#### What needs to be done
Reproduce, word for word, only the lines of the items below starting at the line containing "detect the white" and ending at the line containing "left=375, top=391, right=439, bottom=475". Include both of those lines.

#### Material for this task
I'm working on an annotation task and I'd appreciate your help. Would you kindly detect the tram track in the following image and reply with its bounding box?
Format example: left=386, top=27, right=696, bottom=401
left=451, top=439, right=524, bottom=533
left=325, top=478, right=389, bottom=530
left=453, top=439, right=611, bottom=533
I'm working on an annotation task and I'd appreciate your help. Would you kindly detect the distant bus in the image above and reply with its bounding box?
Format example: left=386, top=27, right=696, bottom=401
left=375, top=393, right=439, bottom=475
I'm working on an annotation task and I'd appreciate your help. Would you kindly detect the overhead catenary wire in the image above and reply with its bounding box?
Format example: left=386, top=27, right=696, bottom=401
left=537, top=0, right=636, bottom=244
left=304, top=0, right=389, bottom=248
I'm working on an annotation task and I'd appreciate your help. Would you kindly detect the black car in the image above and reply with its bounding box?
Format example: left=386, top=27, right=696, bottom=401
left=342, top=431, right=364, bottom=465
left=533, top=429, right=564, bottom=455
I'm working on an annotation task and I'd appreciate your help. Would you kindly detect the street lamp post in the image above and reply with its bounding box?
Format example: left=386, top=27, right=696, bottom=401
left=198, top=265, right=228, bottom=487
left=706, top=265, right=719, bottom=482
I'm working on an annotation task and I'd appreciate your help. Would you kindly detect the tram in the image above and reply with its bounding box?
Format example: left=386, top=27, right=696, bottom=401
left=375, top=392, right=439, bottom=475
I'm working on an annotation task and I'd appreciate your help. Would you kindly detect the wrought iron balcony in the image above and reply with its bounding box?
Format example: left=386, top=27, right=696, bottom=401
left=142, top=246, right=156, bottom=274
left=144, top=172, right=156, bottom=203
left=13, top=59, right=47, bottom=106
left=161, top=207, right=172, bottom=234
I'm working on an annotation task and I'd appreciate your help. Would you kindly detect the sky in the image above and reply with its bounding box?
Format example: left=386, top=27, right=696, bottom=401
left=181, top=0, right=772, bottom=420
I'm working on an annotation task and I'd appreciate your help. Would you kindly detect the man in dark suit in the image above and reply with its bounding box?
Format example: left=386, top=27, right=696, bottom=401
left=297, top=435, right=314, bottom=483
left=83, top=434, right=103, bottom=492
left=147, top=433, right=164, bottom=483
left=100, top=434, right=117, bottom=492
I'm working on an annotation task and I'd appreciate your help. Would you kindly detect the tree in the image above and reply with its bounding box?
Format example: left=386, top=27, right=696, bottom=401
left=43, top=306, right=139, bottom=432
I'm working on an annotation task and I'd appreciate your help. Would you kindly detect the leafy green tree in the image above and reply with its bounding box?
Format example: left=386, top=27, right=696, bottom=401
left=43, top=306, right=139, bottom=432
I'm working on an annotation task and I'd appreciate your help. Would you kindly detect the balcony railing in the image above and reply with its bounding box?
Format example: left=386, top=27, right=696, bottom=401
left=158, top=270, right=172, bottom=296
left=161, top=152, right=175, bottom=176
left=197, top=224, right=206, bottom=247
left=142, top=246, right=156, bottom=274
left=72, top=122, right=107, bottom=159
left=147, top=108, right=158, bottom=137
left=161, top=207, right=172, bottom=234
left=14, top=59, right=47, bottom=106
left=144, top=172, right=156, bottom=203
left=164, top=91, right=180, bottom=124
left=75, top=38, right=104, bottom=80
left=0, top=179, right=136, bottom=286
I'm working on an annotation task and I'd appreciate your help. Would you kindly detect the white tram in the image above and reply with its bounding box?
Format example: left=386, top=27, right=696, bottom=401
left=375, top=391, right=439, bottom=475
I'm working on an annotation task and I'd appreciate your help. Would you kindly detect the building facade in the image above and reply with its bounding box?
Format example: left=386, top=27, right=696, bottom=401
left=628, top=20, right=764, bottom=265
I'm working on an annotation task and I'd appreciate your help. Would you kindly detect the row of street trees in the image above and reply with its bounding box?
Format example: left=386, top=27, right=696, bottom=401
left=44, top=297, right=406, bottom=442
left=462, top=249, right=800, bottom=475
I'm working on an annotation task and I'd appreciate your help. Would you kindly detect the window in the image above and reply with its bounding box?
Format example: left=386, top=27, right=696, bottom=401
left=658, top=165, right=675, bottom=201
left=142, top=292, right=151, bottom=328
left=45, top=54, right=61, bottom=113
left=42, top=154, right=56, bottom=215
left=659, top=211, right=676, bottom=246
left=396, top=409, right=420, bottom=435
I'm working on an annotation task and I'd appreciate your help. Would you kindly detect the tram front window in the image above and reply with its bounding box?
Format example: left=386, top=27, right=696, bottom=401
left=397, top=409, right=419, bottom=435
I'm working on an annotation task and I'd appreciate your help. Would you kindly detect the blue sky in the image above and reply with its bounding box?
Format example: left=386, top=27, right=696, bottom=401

#### Correct output
I'm working on an annotation task and I'd appreciate your help. Would you kindly detect the white tram in the image above and reply with its bounding box?
Format example: left=386, top=27, right=696, bottom=401
left=375, top=391, right=439, bottom=475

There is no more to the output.